TEXT PROVIDED:
----------------
Some of the members of the trials team standing on the ship for a group photo
Part of the research team and the atom interferometer during trials on the North Sea.

A quantum sensor based on atom interferometry with potential applications in mapping and alternative navigation, built by UK Quantum Technology Hub in Sensors and Timing researchers at the University of Birmingham, has been successfully tested in trials on a ship in the North Sea in conjunction with university spin-out Delta-g. The technology could offer new capabilities for mapping the ocean and resilient long-term navigation.

The sensor was installed onto the open rear deck of the RV Princess Royal chartered from the University of Newcastle, using its crane. Whilst docked at the harbour, the sensor was brought to operation within 30 minutes from a cold start, in a strapdown configuration. The trials team then began to investigate performance on the vessel, including the effects of motion due to the motor of the ship. Following this, measurements of acceleration and gravity gradients were performed while the ship was moving at low speed in the harbour, and later while moving in the open sea.
----------------
DATA LINES:
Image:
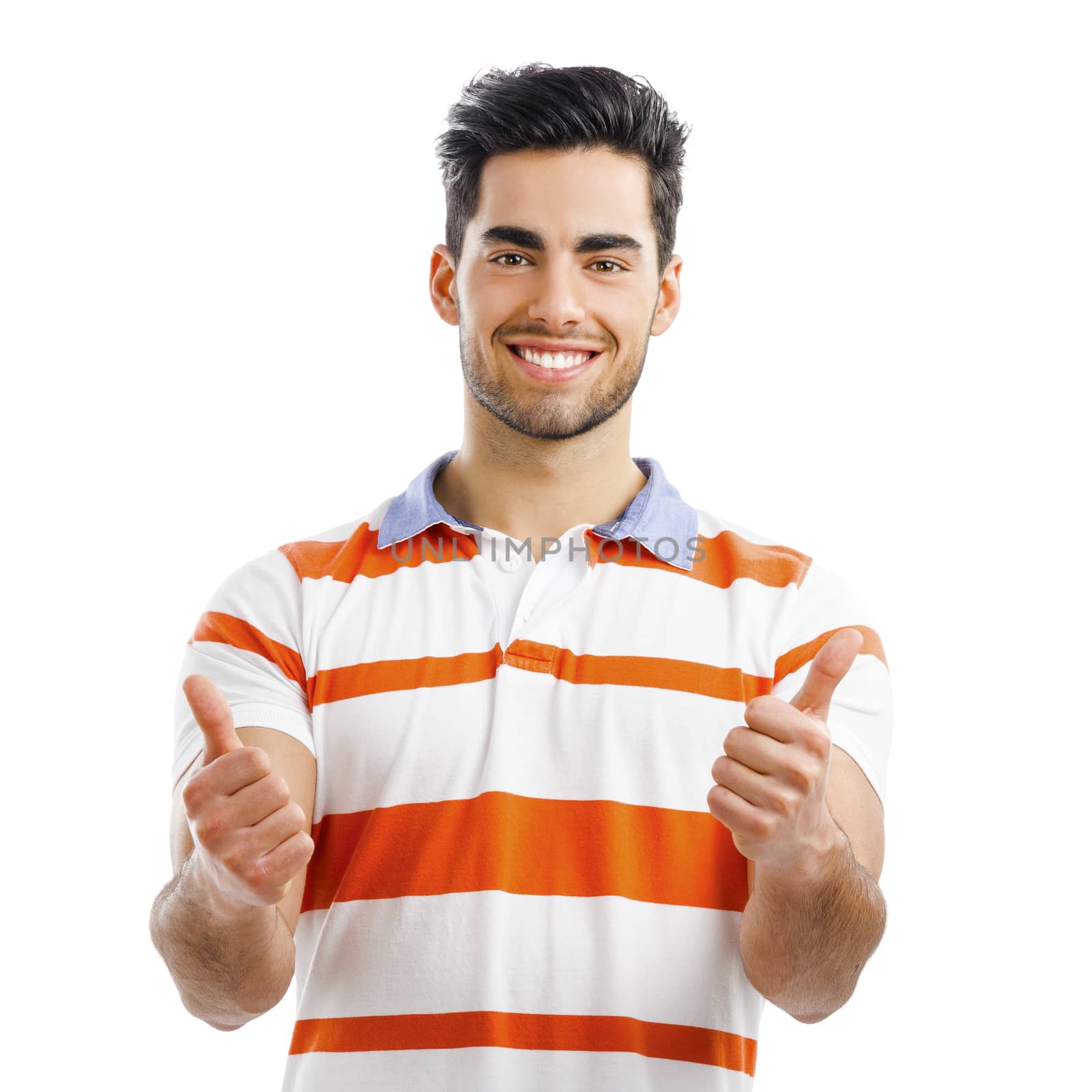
----------------
DIRECTIVES:
1. In the text about the quantum sensor trials, how long did it take to bring the sensor into operation from a cold start while docked?
2. Copy the passage of the quantum sensor text between "Some of the" and "resilient long-term navigation.", inclusive, and swap "researchers" for "scientists".
3. Write the next part of the account of the quantum sensor sea trials, picking up after its final sentence.
None of the data is needed here.

ANSWERS IN ORDER:
1. Within 30 minutes.

2.
Some of the members of the trials team standing on the ship for a group photo
Part of the research team and the atom interferometer during trials on the North Sea.

A quantum sensor based on atom interferometry with potential applications in mapping and alternative navigation, built by UK Quantum Technology Hub in Sensors and Timing scientists at the University of Birmingham, has been successfully tested in trials on a ship in the North Sea in conjunction with university spin-out Delta-g. The technology could offer new capabilities for mapping the ocean and resilient long-term navigation.

3.
Adam Seedat operating the sensor on the open deck of the ship, with a graph showing example output data
Adam Seedat operating the sensor on the open deck of the RV Princess Royal, as it was used during the trial. Graph inset depicts an example of the sensor output data during sea trials, an ellipse formed by combining the outputs of two atom interferometers to extract gravity gradient information.

The research team comprised physicists and engineers from the University of Birmingham, and members of the recently launched spin-out, Delta-g. The team included trial lead Dr Andrew Hinton, Adam Seedat, Dr Sanaz Roshanmanesh, Professor Michael Holynski, Principal Investigator at the Quantum Technology Hub and the School of Physics and Astronomy, Dr Farzad Hayati, Dr Sha Luo, Dr Thomas King, Professor Nicole Metje from the School of Engineering, alongside Jonathan Winch and Dr Andrew Lamb from Delta-g.

“During these measurements the system was left to operate on the open deck in a strap-down configuration, without inertial stabilisation, and with no control over tilt or temperature and climate. The system was able to perform atom interferometry in variable weather conditions, including direct sunlight, and being placed under a tarpaulin for sudden downpours of rain. This sea trial was a huge accomplishment in proving that our quantum sensors have reached a technological maturity where they can be reliably operated in harsh conditions.“

Dr Andrew Hinton

Following the trial, the sensor was removed from the ship using a crane and then driven back to the University in a van, without any impact on its performance.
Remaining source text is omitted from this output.